TEXTE DE RÉFÉRENCE:
══════════════════════════════

« Saudade », mot de l’année 2020 au Portugal

Élu mot de l’année 2020, « saudade » parle à plus d’un titre, de l’âme et de l’état d’esprit des Portugais. Explications.

Non, la saudade n’est pas une impasse ! Foto: Manuel Menal / Wikimedia Commons / CC-BY-SA 2.0

(Jean-Marc Claus) – A l’issue d’une consultation en ligne durant tout le mois de décembre, comme chaque année depuis 2009, la maison d’édition « Porto Editoria » a annoncé, début janvier, le mot de l’année écoulée. Pour 2020, c’est le difficilement traduisible « saudade » qui, avec plus d’un quart des 40.000 suffrages exprimés, devance « Covid-19 » et « pandemia ».

La 12e édition de cette votation tendait à devenir de plus en plus populaire, car 10.000 votants s’y sont ajoutés en 2020. Les confinements partiels ou totaux et les couvre-feux, ont très probablement incités les Portugais(es) à la lecture, et pas seulement de livres de cuisine.

══════════════════════════════

DONNÉES FOURNIES:
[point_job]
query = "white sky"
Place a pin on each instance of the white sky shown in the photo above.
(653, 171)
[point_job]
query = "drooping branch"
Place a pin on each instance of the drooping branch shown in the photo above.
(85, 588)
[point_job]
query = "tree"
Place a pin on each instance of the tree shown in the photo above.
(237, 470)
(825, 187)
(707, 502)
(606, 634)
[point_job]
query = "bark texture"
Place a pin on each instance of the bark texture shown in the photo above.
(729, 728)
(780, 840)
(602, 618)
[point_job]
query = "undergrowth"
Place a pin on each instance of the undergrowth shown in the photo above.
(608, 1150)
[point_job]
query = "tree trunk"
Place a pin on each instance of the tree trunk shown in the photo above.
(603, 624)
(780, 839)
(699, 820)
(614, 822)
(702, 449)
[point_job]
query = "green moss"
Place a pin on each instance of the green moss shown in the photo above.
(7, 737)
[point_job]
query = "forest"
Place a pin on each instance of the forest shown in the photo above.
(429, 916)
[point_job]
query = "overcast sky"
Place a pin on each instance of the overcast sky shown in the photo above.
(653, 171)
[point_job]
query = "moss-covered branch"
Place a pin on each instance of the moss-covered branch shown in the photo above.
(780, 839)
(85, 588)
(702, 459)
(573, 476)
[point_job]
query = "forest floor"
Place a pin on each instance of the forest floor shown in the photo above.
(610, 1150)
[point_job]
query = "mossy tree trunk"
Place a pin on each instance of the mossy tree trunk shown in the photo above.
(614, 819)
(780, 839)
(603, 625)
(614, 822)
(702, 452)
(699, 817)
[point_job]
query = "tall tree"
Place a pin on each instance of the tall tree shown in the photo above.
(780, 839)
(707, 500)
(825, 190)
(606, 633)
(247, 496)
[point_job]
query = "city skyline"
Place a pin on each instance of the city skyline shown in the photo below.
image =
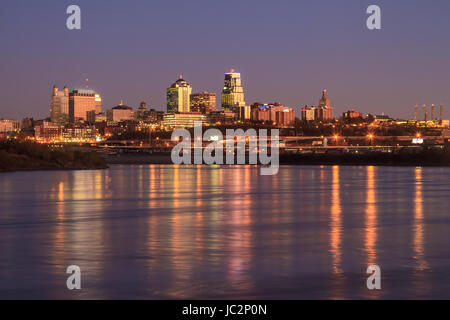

══════════════════════════════

Reproduisez fidèlement le passage de l’article sur le mot de l’année 2020 au Portugal situé entre « (Jean-Marc Claus) – » et « livres de cuisine. », ces deux segments compris.

ZONE DE RÉPONSE:
(Jean-Marc Claus) – A l’issue d’une consultation en ligne durant tout le mois de décembre, comme chaque année depuis 2009, la maison d’édition « Porto Editoria » a annoncé, début janvier, le mot de l’année écoulée. Pour 2020, c’est le difficilement traduisible « saudade » qui, avec plus d’un quart des 40.000 suffrages exprimés, devance « Covid-19 » et « pandemia ».

La 12e édition de cette votation tendait à devenir de plus en plus populaire, car 10.000 votants s’y sont ajoutés en 2020. Les confinements partiels ou totaux et les couvre-feux, ont très probablement incités les Portugais(es) à la lecture, et pas seulement de livres de cuisine.